- _Exercise brief_:
Answer these questions about the excerpt on resentencing appeals:
1. What is the scope of an appeal from a resentencing hearing in which mandatory postrelease control is imposed?
2. To what does res judicata still apply?
3. Why were the allied offense issues properly before the trial court in State v. Brown?

- _Source_:
┄┄┄┄┄┄┄┄┄┄

State v. Fischer, 128 Ohio St.3d 92, 2010-Ohio-6238, at ¶26-27. Thus, “[t]he scope of an appeal
from a resentencing hearing in which mandatory postrelease control is imposed is limited to
issues arising at the sentencing hearing.” The court further held that res judicata does not
preclude review of a void sentence, but it “still applies to other aspects of the merits of a
conviction, including the determination of guilt and the lawful elements of the ensuing
sentence.” Id. at paragraph three of the syllabus.
{¶8} In this case, as in Fischer, the only issues arising at the resentencing, and thus
subject to review, were those encompassing the postrelease-control notification. This is not a
case involving a resentencing pursuant to a remand. Accord State v. Jones, 9th Dist. No. 25676,
2011-Ohio-4934; State v. Brown, 2011-Ohio-1029, at ¶11 (concluding that the allied offense
issues were properly before the trial court because the appellate court had previously mandated
the merger of two convictions). As such, issues relating to allied offenses were not properly
before the trial court.

┄┄┄┄┄┄┄┄┄┄

- _Position annotation records_:

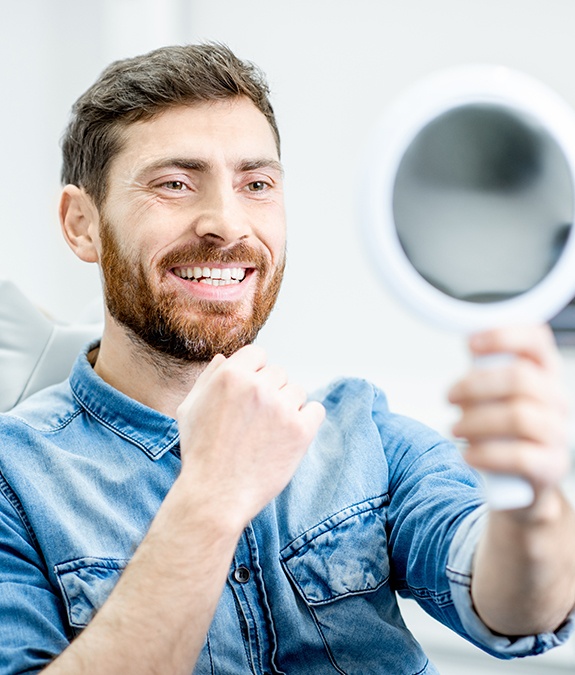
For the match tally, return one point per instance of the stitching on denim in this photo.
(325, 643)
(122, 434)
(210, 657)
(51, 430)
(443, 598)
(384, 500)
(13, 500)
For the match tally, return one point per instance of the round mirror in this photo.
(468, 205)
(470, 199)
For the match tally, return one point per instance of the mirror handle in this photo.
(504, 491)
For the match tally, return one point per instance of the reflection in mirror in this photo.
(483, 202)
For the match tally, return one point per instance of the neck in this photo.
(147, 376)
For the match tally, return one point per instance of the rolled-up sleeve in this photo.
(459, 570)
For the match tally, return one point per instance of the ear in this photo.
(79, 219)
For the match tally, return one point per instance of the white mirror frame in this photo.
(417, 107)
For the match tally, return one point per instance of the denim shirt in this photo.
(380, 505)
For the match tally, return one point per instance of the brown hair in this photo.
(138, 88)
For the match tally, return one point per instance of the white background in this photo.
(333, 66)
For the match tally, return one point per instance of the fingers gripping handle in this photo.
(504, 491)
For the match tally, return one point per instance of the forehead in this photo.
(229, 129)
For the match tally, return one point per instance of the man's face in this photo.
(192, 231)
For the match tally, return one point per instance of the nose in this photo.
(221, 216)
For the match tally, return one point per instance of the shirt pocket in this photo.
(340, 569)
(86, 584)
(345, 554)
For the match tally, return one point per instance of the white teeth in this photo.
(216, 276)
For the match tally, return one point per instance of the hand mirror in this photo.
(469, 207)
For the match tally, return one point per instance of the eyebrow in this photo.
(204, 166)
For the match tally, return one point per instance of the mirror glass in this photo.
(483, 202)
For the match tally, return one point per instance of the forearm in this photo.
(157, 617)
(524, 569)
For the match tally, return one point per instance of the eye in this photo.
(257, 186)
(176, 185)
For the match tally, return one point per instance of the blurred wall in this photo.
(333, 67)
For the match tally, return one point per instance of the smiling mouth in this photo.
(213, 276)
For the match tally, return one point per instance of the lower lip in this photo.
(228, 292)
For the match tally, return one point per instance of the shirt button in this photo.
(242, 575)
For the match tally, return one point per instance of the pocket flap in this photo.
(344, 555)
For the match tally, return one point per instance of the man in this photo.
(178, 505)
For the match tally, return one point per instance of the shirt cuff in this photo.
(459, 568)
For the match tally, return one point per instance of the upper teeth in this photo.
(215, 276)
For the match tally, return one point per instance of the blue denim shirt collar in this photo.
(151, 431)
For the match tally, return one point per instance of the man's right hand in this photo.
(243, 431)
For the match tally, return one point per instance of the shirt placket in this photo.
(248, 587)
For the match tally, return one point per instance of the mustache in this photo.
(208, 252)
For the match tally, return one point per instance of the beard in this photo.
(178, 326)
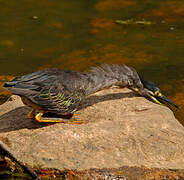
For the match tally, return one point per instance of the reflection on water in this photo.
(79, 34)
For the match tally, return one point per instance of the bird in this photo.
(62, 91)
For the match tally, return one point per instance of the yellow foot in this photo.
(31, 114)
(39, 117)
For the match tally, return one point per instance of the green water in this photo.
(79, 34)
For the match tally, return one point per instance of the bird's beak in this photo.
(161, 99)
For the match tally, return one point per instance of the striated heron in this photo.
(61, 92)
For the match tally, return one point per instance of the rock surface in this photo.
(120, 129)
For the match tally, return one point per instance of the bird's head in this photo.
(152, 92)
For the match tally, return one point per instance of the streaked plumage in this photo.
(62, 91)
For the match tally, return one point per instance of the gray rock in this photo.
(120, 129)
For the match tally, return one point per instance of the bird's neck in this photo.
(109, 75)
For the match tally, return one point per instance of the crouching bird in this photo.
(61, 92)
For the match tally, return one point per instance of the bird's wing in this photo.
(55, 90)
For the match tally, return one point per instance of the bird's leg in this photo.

┄┄┄┄┄┄┄┄┄┄

- _Full answer_:
1. It is limited to issues arising at the sentencing hearing.
2. It applies to other aspects of the merits of a conviction, including the determination of guilt and the lawful elements of the ensuing sentence.
3. The appellate court had previously mandated the merger of two convictions.